Segment Start: Page text
Clinical psychologist Kate Druett, who helped set the programme up, said: “We wanted to make sure all our patients were aware of the different services available within our team to support them. We also wanted to be holistic and supportive in terms of both physical and emotional wellbeing.”

The Living Well event has seen 77 patients attend since it began in March 2017:

  • It's signposting and information session giving patients the opportunity to meet the rheumatology team and other patients with inflammatory arthritis

  • During a series of interactive talks, patients can ask questions and find out what support is available, as well as what might help with managing their condition

  • These run for 2.5 hours every other month and alternate between a morning or evening slot so it’s accessible for people who work.

Attendees have found the inclusion of a talk by a patient volunteer particularly valuable; this provides a picture of their own experience, a talk about what they have found helpful in learning to live with the condition, and offers hope for the future.

The Living Well course was completed by 56 patients between October 2017-September 2019. It:

  • Is aimed at helping patients who are at least one-year post diagnosis cope with their symptoms

  • Weekly course, seven sessions of 2.5 hours each

  • Includes a two-month 'reunion' follow-up

  • Covers issues like fatigue, stress, keeping active, and goal-setting.

Kate explains: “We interchange who runs the course amongst the team, but we have representatives from Specialist Nursing, Occupational Therapy and Psychology.” 

Another key element is the social aspect and patients supporting each other in the community once the course comes to an end. Kate says: “Patients are encouraged to meet informally amongst themselves to help keep the momentum going and put what they've learnt into practice.”

Following the course, many patients have reported an increase in confidence in knowing where to get help with their condition and have seen improvements in their mood.
Segment End: Page text
Segment Start: Dataset records
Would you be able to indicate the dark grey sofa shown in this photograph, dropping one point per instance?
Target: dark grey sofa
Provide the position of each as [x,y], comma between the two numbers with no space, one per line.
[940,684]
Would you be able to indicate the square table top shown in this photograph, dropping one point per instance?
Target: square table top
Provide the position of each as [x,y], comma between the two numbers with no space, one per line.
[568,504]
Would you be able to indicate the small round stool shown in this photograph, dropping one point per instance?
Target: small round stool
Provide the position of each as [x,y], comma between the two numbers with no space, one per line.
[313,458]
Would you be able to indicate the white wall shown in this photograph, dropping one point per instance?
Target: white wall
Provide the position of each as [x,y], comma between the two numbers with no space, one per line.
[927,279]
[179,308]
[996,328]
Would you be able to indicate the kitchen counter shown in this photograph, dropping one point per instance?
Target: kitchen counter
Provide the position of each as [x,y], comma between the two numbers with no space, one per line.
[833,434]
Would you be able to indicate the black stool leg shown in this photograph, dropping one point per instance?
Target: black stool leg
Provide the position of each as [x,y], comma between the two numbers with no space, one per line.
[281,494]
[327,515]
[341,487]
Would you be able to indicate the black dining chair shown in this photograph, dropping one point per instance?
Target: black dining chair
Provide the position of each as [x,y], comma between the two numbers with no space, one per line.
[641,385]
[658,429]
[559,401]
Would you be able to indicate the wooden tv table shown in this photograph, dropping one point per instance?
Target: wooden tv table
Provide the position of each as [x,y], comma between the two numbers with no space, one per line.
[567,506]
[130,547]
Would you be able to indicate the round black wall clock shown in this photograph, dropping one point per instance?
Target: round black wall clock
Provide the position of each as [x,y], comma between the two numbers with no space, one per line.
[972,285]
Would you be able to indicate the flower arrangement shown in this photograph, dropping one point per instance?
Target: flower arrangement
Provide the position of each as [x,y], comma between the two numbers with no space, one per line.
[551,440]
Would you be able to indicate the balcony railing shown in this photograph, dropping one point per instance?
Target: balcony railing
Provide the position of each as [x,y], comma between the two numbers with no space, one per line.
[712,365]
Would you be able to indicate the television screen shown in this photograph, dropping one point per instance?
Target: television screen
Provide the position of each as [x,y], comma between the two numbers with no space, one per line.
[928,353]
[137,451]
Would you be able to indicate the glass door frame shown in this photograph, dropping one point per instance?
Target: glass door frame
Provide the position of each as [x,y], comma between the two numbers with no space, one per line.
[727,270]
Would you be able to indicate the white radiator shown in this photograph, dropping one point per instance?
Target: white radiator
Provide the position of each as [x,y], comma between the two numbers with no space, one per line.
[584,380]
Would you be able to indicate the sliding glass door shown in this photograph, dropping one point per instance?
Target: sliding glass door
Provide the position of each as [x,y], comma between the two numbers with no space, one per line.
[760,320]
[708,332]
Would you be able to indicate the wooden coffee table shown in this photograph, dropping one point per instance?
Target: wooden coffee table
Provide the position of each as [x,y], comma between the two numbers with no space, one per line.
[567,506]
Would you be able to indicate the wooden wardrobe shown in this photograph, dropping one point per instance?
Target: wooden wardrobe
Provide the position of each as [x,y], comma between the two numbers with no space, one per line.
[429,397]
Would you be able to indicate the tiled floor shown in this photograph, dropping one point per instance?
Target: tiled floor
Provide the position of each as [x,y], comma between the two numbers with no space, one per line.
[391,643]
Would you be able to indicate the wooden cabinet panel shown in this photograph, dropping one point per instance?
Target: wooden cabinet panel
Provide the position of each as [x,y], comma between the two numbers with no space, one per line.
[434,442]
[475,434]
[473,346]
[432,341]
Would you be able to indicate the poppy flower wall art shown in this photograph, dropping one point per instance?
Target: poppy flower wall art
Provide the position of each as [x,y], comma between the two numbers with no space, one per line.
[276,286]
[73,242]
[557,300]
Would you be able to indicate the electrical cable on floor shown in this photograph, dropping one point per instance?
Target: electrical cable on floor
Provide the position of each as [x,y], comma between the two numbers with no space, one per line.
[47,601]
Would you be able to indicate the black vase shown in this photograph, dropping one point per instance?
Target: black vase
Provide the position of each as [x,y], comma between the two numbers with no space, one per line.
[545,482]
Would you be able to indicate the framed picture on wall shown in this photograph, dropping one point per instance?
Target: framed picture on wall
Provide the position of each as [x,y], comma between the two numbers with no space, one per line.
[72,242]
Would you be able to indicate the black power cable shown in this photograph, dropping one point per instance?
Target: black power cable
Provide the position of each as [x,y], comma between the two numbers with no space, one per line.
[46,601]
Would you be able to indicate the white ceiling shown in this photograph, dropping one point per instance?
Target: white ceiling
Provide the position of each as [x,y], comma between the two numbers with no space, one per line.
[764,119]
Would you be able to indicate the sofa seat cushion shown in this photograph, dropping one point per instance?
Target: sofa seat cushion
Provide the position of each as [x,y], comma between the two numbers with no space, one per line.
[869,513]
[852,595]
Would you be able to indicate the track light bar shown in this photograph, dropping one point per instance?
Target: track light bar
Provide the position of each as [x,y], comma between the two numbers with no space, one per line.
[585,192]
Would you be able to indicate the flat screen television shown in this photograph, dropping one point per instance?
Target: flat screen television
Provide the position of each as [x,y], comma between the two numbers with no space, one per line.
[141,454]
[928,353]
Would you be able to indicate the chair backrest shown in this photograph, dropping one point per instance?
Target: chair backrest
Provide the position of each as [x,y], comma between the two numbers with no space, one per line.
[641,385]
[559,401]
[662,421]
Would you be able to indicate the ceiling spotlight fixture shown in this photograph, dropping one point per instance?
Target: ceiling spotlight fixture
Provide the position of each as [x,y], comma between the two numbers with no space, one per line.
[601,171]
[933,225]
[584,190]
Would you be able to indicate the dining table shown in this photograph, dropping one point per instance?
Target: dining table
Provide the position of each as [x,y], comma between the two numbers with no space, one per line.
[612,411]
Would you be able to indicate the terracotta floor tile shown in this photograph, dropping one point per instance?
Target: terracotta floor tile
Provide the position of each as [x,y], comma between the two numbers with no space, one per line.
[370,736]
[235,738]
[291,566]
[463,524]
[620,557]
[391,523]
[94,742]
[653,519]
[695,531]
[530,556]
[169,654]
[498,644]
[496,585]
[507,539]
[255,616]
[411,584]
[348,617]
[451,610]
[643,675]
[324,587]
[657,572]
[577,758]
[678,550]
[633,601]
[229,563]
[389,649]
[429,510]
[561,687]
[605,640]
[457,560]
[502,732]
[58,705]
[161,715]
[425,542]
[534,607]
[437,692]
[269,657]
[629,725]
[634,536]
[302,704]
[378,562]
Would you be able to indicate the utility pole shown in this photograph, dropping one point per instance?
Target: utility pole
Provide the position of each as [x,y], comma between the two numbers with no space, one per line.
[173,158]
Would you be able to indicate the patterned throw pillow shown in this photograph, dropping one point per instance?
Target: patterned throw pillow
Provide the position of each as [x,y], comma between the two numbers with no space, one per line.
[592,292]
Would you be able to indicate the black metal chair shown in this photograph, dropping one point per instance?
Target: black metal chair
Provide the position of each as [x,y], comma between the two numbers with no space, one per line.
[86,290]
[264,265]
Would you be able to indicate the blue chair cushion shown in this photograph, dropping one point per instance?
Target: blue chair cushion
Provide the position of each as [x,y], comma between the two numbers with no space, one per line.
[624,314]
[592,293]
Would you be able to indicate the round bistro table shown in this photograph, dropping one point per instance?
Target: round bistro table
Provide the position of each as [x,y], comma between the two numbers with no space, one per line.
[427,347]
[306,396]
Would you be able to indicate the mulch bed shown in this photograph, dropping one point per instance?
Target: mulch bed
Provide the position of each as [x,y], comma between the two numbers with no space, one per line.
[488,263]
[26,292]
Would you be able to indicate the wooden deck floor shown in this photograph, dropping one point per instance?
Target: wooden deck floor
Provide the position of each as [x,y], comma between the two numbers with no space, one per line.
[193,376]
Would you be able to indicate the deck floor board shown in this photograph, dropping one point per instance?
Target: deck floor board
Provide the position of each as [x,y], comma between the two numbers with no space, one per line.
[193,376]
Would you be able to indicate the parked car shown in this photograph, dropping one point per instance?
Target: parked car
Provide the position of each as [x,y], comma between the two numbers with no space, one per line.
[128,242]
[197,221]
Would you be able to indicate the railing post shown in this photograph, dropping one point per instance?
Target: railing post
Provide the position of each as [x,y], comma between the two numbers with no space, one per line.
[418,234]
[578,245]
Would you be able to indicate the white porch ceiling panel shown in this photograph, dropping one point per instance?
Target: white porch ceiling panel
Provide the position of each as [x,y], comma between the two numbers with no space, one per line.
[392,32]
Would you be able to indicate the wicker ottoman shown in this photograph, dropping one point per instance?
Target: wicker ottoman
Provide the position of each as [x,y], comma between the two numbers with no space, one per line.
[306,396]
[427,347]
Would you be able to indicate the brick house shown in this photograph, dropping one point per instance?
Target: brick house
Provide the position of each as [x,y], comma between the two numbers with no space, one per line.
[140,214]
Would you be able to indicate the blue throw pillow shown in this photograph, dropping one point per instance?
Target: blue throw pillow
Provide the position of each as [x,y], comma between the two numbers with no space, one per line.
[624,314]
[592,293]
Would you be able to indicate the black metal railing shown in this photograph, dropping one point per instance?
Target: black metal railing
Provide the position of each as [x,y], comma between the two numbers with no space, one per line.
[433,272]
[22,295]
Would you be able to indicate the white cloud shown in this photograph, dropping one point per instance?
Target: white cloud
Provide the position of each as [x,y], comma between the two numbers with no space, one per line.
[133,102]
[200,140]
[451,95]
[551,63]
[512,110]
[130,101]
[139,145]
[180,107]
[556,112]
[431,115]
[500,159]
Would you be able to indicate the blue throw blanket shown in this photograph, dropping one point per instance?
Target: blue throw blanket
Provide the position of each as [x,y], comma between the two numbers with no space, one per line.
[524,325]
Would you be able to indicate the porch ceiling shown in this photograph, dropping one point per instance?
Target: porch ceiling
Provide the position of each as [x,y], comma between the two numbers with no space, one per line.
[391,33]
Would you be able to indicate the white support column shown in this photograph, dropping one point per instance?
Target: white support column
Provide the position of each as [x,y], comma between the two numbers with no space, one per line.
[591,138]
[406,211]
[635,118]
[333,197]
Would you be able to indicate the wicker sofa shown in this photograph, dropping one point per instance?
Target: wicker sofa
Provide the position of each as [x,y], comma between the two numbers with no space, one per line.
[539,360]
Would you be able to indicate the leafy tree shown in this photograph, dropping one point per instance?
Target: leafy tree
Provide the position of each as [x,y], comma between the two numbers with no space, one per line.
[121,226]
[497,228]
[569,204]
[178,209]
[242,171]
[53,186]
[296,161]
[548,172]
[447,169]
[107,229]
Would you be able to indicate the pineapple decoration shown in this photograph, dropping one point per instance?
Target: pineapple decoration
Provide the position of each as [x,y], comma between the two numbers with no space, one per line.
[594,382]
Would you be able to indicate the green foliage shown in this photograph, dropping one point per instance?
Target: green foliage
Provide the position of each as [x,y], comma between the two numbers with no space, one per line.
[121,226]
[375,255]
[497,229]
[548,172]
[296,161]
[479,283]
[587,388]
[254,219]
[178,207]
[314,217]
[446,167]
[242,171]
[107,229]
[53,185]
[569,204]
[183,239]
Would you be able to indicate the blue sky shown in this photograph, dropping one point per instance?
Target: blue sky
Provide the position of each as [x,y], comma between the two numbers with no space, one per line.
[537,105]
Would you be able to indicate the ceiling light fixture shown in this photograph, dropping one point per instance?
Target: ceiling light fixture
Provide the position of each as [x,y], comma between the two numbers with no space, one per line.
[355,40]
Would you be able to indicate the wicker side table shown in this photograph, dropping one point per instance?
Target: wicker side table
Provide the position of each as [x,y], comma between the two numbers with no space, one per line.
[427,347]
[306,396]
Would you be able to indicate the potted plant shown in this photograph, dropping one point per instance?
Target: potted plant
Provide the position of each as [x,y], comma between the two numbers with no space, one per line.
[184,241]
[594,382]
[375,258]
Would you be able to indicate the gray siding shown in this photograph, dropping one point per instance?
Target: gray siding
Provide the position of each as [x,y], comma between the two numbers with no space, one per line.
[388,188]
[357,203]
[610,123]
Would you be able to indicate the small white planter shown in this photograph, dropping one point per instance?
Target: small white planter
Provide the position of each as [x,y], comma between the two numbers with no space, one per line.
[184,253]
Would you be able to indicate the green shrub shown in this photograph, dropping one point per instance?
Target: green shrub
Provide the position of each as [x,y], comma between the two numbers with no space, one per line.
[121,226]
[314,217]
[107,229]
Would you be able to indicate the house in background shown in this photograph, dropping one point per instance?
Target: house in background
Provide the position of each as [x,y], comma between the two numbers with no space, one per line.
Segment End: Dataset records
What you need to do —
Repeat the passage from the rheumatology Living Well page word for word, from "Attendees have found" to "active, and goal-setting.". These records were taken from a different source than the page on the rheumatology Living Well programme.

Response to the task —
Attendees have found the inclusion of a talk by a patient volunteer particularly valuable; this provides a picture of their own experience, a talk about what they have found helpful in learning to live with the condition, and offers hope for the future.

The Living Well course was completed by 56 patients between October 2017-September 2019. It:

  • Is aimed at helping patients who are at least one-year post diagnosis cope with their symptoms

  • Weekly course, seven sessions of 2.5 hours each

  • Includes a two-month 'reunion' follow-up

  • Covers issues like fatigue, stress, keeping active, and goal-setting.